#### Stated goal
Reproduce all of the items below, substituting "Place a single marker" for every occurrence of "Drop one marker" and leaving everything else unchanged.

#### Dataset records

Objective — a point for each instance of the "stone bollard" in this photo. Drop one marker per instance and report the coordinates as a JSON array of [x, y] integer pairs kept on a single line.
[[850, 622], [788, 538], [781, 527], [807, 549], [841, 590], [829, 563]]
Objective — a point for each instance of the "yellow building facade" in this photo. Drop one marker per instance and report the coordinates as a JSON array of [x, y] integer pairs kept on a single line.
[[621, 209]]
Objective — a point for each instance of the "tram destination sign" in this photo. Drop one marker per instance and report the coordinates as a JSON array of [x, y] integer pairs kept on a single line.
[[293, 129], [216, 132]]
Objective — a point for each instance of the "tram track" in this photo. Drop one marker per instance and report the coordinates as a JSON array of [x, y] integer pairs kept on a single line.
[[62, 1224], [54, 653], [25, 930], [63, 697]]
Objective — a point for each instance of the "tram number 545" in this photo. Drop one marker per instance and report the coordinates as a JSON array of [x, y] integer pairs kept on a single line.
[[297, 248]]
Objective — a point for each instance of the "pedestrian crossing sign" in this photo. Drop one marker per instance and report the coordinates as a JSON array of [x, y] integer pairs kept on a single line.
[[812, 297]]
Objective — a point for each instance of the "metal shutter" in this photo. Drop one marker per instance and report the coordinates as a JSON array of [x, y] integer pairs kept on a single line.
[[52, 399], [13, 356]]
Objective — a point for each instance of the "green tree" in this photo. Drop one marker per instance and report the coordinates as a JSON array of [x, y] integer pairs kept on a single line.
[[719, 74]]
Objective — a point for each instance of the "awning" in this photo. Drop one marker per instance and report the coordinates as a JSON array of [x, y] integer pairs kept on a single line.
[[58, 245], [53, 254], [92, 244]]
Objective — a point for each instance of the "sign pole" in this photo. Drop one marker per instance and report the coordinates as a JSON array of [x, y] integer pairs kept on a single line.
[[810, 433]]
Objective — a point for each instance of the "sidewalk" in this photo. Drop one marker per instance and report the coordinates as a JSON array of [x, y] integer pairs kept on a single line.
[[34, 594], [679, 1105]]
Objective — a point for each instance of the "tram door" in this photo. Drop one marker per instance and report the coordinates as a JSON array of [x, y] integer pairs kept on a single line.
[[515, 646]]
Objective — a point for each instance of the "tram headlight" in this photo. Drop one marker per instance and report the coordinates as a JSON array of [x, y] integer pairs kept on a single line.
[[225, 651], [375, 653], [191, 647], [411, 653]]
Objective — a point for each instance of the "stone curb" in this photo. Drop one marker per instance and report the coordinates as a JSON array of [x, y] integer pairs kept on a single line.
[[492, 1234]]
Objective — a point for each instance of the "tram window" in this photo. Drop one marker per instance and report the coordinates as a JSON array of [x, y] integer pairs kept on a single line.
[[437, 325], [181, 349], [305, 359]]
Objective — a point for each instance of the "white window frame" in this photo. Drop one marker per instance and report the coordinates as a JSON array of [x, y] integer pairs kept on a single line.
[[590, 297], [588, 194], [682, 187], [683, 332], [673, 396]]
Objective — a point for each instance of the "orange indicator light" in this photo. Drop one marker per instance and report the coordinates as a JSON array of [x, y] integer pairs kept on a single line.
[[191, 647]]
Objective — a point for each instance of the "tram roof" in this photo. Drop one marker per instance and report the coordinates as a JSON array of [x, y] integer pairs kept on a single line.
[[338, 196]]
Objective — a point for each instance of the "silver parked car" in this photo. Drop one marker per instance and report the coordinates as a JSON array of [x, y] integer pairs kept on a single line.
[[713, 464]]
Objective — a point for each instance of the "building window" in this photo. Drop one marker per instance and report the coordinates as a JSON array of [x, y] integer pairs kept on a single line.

#### Reply
Objective — a point for each instance of the "stone bollard" in this photo. Place a single marker per instance and report the coordinates as a JSON array of [x, y] integer pairs kept on a single line.
[[850, 622], [788, 538], [781, 527], [807, 549], [841, 590], [829, 563]]
Objective — a point for each instance of the "yellow building facade" in this photo. Place a single marker per instance and report the coordinates as a JSON array of [x, y] integer pairs kept on a single line.
[[621, 209]]
Objective — a point for each instance of the "tram destination sign" in this photo. Place a single marker per instance and report the coordinates as a JSON array of [x, y] integer pairs kept on a single line.
[[293, 129], [216, 132]]
Objective — a point for each instance of the "tram track" in this photo. Place a single marker per instance and report the coordinates as a JSON array of [x, y] integer pairs kept on a single line.
[[62, 1224], [54, 653], [25, 930], [63, 697]]
Objective — a point for each instance of the "tram number 545" in this photo. Place a single marker per instance and report the coordinates as a JSON array of [x, y] integer pairs kept on a single line.
[[297, 248]]
Objective — a point for each instance of the "pedestrian crossing sign" in this photo. Place a single marker per instance and report the coordinates as a JSON array of [x, y] integer pairs kept on a single line.
[[812, 297]]
Objective — a point for each instance of the "metal shutter" in this photo. Place a single marker per instance and report the coordinates as a JSON array of [x, y] integer pairs kept on a single line.
[[52, 399], [13, 356]]
Objective — a point for each instance of the "green tree" in this photo. Place a single marker per instance and report the coordinates as a JSON array of [x, y] integer pairs kept on a single line.
[[719, 74]]
Objective — a point for each instance of the "awning" in this photo. Place a single marker per instance and report the coordinates as a JSON array of [x, y] integer pairs kept on a single line.
[[58, 245], [53, 254], [92, 244]]
Objective — a point for each instance of the "sign pole" in this photo. Place a single marker per instance and report the coordinates as a JSON array of [x, y] integer pairs kept on a single line.
[[810, 433]]
Objective — a point for each instance of the "sidewalk" in this photo. Place a single marker per instance and report the coordinates as a JSON array of [x, y] integer pairs kept on a single line.
[[34, 594], [679, 1105]]
Objective — a point for each instance of the "tram door" in this photo. Place a single marker per instance and report the coordinates as a JSON array of [x, y] integer pairs kept on a single line.
[[515, 646]]
Objective — a point for each instance of the "tram headlight" in this photo. Place a single marker per instance and report the coordinates as a JSON array of [x, y] integer pairs kept on a single line.
[[225, 651], [375, 653], [191, 647], [411, 653]]
Objective — a point for each instance of the "stone curb" in this photo. Place a single marker per instance and report the coordinates as a JSON array of [x, y] integer pairs kept on a single line.
[[492, 1234]]
Objective — a point for each instance of the "tram window" in this photo. Place a single marker per instance and report the coordinates as a JSON array of [x, y] integer pairs kept on a single line.
[[437, 325], [181, 349], [305, 359]]
Objective — a point for each instance of the "white window frame" in this photo. Place a single marker per instance and report the coordinates as a JSON array of [x, y] integer pairs kept on a single line.
[[590, 297], [588, 194], [682, 187], [683, 332], [673, 396]]
Objective — a point for each instance of the "orange indicator light" in this photo. Place a single marker per instance and report the coordinates as a JSON array of [x, y] integer pairs kept on a single line.
[[191, 647]]
Objective — a point for each instance of the "tram roof" in this photo. Place a single marker per instance and report the coordinates as a JSON array of [x, y] integer pairs kept on a single line.
[[338, 196]]
Objective — a point for each instance of the "silver parked car" in this photo. Place a single marker per instance and report the coordinates as a JSON array of [x, y] integer pairs kept on a single line.
[[713, 464]]
Objective — a point for each instance of the "building window" in this photo. Place a single marker per instance and report the coordinates as a JSON array of [x, y] integer pairs kept on a single line.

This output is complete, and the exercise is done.